**Goal of the exercise:**
Pick out every line in the entries below that contains the string "dome", and copy each one. Treat uppercase and lowercase as different.

**Supplied entries:**

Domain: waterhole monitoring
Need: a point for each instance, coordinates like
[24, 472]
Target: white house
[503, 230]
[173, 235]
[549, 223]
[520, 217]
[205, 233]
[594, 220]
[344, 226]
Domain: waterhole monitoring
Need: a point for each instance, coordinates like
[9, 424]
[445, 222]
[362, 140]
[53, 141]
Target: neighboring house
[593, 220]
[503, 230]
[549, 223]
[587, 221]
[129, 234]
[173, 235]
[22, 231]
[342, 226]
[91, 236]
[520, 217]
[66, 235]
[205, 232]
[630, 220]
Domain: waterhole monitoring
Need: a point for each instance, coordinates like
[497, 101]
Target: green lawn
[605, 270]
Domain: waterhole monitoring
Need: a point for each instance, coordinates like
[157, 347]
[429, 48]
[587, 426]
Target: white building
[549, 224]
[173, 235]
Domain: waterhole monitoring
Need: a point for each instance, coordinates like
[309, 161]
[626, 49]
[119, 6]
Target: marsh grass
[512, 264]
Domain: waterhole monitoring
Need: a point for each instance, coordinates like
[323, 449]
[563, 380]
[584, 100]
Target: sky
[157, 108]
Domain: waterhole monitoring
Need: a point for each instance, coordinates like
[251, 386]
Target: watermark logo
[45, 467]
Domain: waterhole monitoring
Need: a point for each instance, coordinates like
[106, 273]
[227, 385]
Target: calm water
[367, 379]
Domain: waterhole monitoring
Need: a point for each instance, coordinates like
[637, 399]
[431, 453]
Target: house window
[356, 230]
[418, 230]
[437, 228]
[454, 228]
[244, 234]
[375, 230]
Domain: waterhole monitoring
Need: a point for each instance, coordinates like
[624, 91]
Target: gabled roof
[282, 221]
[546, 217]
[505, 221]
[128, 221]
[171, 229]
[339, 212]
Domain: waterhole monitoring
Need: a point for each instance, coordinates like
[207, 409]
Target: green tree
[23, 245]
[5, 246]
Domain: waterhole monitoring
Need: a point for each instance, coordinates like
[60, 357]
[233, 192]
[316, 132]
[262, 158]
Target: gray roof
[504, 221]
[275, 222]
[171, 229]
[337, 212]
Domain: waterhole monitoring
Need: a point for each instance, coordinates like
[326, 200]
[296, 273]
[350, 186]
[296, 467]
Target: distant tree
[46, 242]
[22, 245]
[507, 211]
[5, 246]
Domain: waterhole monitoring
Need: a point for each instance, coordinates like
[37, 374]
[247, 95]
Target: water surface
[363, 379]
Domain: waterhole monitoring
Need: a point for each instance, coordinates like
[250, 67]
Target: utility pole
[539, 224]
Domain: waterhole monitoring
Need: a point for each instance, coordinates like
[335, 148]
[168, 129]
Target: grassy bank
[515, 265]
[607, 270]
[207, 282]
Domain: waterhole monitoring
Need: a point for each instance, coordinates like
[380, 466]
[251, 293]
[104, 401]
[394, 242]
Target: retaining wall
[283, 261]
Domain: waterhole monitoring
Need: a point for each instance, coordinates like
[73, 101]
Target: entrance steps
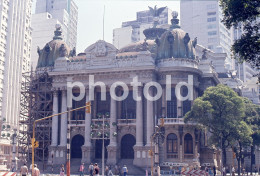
[132, 169]
[75, 164]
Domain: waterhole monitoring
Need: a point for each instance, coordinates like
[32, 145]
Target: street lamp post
[14, 150]
[101, 133]
[158, 134]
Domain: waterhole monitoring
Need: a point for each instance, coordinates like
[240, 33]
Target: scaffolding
[36, 103]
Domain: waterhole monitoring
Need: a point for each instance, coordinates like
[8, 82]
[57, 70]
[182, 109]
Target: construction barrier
[195, 172]
[8, 173]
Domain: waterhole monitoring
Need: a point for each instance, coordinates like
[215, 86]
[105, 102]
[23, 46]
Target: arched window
[188, 144]
[172, 143]
[128, 107]
[172, 105]
[186, 105]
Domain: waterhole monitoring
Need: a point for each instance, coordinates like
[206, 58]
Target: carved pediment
[100, 49]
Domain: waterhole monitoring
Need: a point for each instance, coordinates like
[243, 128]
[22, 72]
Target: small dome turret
[53, 49]
[175, 43]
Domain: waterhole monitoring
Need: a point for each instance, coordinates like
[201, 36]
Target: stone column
[87, 148]
[112, 148]
[139, 119]
[87, 124]
[64, 126]
[112, 120]
[149, 119]
[54, 133]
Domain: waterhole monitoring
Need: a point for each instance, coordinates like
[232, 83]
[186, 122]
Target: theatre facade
[164, 54]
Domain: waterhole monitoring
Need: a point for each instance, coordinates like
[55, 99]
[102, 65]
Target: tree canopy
[244, 14]
[221, 111]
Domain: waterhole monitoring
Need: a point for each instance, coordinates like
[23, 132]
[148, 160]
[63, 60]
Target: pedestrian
[125, 170]
[96, 170]
[110, 173]
[159, 170]
[91, 169]
[24, 170]
[224, 171]
[35, 171]
[255, 170]
[214, 171]
[119, 171]
[155, 172]
[233, 171]
[81, 169]
[106, 170]
[62, 170]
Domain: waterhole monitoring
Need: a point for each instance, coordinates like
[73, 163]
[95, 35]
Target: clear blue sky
[90, 17]
[90, 20]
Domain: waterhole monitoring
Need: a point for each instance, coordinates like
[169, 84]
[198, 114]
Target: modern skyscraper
[132, 31]
[202, 19]
[66, 11]
[15, 53]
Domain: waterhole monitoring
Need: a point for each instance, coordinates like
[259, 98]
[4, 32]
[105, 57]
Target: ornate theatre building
[130, 124]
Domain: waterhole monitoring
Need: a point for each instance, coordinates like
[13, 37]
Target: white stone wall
[43, 31]
[17, 49]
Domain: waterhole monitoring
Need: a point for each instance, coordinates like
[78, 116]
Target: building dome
[53, 50]
[176, 44]
[134, 48]
[163, 44]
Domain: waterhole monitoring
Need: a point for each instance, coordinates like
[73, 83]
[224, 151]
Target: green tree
[244, 14]
[242, 138]
[220, 110]
[252, 118]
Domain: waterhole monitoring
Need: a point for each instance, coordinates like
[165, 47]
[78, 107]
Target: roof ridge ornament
[156, 13]
[175, 20]
[57, 32]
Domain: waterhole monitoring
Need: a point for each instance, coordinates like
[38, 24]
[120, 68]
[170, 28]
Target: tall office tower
[202, 19]
[43, 25]
[244, 70]
[132, 31]
[15, 54]
[66, 11]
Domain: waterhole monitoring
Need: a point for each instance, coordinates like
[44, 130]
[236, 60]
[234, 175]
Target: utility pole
[159, 133]
[14, 151]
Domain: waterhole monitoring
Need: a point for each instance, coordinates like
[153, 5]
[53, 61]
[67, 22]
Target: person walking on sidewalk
[233, 171]
[91, 169]
[24, 170]
[96, 170]
[35, 171]
[62, 170]
[81, 170]
[125, 170]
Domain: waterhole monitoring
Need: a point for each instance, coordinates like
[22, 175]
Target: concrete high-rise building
[132, 31]
[202, 19]
[43, 25]
[15, 54]
[66, 11]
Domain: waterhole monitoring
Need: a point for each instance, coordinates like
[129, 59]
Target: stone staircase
[75, 164]
[132, 170]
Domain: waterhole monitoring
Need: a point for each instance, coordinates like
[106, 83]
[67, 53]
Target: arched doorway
[127, 146]
[188, 144]
[76, 143]
[98, 148]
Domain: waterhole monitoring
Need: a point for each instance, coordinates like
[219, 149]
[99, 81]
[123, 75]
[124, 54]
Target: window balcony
[172, 155]
[123, 122]
[76, 123]
[188, 156]
[172, 121]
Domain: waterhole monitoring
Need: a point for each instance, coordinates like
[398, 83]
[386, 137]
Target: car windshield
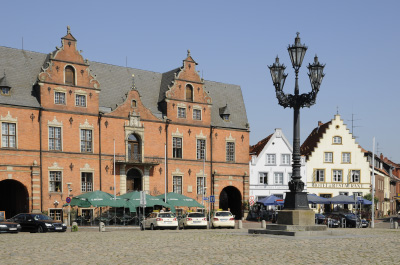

**In response:**
Target: small dome turret
Target: building dome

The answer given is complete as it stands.